- Challenges:
[A] Reproduce the portion of the Kiel Canal passage between "Sailing through the narrow" and "Concerto No. 21.", inclusive.
[B] In the Kiel Canal passage, condense the paragraph beginning "The 100 km (62 miles) long Kiel Canal" into a short bulleted list that keeps its main facts.

Sailing through the narrow Kiel Canal I encountered the small petroleum tanker, Mozart, suitable for the canal but not very economical in the open seas where supertankers criss-cross the waterways. I had no reason to take the photo other than for its name. To hear background music as an accompaniment to the experience of sailing through the canal, click on the Andante Movement of the Piano Concerto No. 21.

The 100 km (62 miles) long Kiel Canal slices through the Jutland Peninsula, linking Brunsbüttel in the North Sea to Kiel-Holtenau in the Baltic. Transiting the canal saves an average of 460 kilometers (250 miles) over circumnavigating the Jutland Peninsula. Accordingly, there is a substantial reduction of time and fuel expenditure, as well as the avoidance of sailing through potentially dangerous storm-ridden open seas. The canal is said to be the most heavily used artificial seaway in the world, with over 43,000 vessels transiting it annually.

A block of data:
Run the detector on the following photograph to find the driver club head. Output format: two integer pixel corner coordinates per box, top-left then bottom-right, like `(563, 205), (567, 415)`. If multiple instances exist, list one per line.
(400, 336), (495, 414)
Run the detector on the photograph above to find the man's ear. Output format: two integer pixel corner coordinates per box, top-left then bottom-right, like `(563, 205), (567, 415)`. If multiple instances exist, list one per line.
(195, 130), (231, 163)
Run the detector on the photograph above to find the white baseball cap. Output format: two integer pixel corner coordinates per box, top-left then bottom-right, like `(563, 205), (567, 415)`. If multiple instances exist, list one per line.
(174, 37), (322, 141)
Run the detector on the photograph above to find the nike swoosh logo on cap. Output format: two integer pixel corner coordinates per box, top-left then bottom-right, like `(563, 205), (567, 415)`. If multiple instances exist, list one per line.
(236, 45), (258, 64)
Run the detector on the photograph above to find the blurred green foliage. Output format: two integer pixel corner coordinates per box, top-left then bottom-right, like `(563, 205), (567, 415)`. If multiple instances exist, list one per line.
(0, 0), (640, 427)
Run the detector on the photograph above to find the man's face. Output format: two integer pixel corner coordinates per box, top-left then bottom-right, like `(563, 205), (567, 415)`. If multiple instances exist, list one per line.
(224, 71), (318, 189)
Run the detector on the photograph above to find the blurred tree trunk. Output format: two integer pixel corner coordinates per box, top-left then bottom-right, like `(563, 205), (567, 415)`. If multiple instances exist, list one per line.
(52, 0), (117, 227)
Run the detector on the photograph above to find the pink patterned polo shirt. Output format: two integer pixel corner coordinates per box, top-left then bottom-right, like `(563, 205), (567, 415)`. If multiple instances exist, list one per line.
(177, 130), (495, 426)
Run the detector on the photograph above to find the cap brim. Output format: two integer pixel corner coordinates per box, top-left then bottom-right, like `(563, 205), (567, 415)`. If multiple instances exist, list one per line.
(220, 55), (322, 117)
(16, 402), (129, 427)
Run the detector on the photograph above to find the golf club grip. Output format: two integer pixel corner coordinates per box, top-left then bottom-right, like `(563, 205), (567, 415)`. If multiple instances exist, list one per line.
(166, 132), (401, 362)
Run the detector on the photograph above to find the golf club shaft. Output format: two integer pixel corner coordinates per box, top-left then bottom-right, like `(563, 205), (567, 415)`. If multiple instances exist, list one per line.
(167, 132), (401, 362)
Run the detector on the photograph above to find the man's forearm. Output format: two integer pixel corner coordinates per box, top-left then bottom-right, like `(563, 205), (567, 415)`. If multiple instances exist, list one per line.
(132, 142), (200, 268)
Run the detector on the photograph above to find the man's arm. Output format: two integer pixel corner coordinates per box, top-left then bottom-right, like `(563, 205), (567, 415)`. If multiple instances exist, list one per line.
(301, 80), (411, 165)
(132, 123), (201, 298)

- The responses:
[A]
Sailing through the narrow Kiel Canal I encountered the small petroleum tanker, Mozart, suitable for the canal but not very economical in the open seas where supertankers criss-cross the waterways. I had no reason to take the photo other than for its name. To hear background music as an accompaniment to the experience of sailing through the canal, click on the Andante Movement of the Piano Concerto No. 21.

[B]
- Length: 100 km (62 miles), cutting through the Jutland Peninsula.
- Route: links Brunsbüttel on the North Sea with Kiel-Holtenau on the Baltic.
- Distance saved: an average of 460 kilometers compared with sailing around the peninsula.
- Benefits: less time and fuel spent, and ships avoid potentially dangerous, storm-ridden open seas.
- Traffic: over 43,000 vessels transit it each year, and it is said to be the world's most heavily used artificial seaway.